▼▼▼

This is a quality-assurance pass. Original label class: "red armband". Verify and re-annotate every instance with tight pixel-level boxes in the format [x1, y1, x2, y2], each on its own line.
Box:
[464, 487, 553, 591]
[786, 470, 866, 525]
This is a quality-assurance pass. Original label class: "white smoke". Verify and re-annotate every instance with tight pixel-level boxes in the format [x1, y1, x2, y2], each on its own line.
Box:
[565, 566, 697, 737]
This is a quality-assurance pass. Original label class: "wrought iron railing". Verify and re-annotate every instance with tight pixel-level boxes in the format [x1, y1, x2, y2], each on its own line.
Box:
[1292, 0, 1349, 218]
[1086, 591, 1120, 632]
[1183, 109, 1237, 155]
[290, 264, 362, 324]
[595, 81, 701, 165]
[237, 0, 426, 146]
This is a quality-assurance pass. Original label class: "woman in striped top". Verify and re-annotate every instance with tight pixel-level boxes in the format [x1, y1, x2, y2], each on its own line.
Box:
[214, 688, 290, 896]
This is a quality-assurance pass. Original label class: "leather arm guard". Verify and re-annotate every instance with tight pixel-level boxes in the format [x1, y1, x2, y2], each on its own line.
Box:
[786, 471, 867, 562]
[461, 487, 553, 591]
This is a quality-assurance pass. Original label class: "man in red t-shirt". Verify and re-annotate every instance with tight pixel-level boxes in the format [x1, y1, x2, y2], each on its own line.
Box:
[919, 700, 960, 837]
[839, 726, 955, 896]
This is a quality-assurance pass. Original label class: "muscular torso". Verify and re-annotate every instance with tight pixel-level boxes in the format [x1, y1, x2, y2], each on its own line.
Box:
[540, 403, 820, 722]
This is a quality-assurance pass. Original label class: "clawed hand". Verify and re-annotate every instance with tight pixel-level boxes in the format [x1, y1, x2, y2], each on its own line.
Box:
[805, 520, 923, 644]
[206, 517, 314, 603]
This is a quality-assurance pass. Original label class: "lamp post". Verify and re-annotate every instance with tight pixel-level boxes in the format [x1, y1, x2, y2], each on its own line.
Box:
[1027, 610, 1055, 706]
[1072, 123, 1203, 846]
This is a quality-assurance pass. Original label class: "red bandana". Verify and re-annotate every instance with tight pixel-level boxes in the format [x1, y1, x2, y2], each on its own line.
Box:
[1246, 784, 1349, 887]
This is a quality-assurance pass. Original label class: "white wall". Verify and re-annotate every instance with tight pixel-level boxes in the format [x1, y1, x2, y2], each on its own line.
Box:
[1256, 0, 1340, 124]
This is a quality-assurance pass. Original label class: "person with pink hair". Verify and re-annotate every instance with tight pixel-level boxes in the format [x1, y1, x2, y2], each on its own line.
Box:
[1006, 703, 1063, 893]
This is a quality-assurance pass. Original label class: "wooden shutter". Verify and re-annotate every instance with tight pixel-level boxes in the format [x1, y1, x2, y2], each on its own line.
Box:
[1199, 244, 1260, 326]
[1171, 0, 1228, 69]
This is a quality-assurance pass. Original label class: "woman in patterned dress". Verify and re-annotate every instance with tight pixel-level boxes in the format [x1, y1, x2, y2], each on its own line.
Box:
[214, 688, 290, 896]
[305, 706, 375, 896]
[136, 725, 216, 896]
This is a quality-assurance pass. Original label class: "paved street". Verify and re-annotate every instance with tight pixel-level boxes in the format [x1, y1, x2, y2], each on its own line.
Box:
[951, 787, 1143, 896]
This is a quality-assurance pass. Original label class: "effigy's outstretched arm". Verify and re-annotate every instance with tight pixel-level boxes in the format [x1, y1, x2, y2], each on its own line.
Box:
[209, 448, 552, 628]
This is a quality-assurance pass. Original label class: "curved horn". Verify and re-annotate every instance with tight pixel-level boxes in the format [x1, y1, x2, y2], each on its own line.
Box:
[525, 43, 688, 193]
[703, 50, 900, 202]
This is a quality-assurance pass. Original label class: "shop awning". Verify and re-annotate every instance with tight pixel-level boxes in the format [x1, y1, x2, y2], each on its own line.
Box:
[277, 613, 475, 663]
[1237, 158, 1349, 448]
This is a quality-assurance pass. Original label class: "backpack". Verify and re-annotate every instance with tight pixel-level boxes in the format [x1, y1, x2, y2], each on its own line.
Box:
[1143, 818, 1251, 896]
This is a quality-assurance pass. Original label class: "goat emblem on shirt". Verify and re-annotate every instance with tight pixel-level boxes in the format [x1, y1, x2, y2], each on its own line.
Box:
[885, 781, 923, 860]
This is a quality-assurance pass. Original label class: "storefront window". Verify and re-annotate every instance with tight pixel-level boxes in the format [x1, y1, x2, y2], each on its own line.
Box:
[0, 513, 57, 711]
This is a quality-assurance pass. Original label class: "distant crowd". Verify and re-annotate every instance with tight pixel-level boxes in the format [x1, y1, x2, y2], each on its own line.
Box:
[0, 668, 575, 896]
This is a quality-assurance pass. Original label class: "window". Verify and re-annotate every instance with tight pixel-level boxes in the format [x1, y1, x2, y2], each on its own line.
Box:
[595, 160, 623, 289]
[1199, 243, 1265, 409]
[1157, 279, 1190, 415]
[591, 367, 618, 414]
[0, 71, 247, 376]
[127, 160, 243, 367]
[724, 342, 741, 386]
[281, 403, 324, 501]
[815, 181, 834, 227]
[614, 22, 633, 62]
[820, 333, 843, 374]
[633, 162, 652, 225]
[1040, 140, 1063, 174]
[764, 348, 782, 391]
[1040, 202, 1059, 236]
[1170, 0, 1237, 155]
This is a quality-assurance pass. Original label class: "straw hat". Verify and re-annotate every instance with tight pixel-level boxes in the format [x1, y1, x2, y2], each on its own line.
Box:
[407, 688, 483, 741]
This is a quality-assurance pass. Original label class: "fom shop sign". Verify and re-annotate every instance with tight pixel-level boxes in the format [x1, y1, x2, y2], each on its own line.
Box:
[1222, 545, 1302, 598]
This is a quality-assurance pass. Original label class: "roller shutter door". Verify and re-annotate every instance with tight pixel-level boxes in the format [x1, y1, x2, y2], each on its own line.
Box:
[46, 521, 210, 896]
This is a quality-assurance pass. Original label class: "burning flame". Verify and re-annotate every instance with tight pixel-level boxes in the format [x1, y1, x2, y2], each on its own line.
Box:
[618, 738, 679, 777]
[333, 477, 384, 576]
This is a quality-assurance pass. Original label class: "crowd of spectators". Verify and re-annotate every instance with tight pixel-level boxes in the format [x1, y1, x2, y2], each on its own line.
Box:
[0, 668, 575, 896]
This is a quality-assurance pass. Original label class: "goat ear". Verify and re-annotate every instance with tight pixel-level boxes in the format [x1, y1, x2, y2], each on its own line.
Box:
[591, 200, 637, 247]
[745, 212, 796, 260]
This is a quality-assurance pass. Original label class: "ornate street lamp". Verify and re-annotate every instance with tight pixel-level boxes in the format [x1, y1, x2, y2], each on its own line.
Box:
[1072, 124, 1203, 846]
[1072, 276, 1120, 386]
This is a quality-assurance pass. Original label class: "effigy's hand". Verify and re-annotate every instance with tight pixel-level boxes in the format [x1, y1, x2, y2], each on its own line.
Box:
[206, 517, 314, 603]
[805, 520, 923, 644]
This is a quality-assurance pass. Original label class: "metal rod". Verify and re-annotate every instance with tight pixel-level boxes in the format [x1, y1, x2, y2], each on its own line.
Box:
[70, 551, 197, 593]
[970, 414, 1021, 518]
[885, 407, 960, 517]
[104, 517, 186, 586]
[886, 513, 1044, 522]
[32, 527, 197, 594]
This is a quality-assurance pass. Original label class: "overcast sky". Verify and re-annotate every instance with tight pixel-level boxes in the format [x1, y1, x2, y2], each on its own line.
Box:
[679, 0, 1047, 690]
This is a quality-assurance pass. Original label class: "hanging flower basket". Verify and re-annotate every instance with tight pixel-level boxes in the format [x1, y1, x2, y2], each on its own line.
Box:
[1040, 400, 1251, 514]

▲▲▲

▶ [The task]
Count the lines in the rows above that contain the string "white", matching case exactly, and reply with the number only.

▶ [Output for this task]
2